What to produce =>
Make an exact transcription of the data below.

(Data extracted from a collection)
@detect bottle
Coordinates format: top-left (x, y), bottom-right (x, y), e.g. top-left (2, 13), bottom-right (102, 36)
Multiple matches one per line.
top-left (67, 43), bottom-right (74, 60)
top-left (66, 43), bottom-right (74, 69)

Response area =>
@detect bottle
Coordinates format: top-left (x, y), bottom-right (x, y), e.g. top-left (2, 13), bottom-right (102, 36)
Multiple matches one per line.
top-left (67, 43), bottom-right (74, 60)
top-left (66, 43), bottom-right (74, 69)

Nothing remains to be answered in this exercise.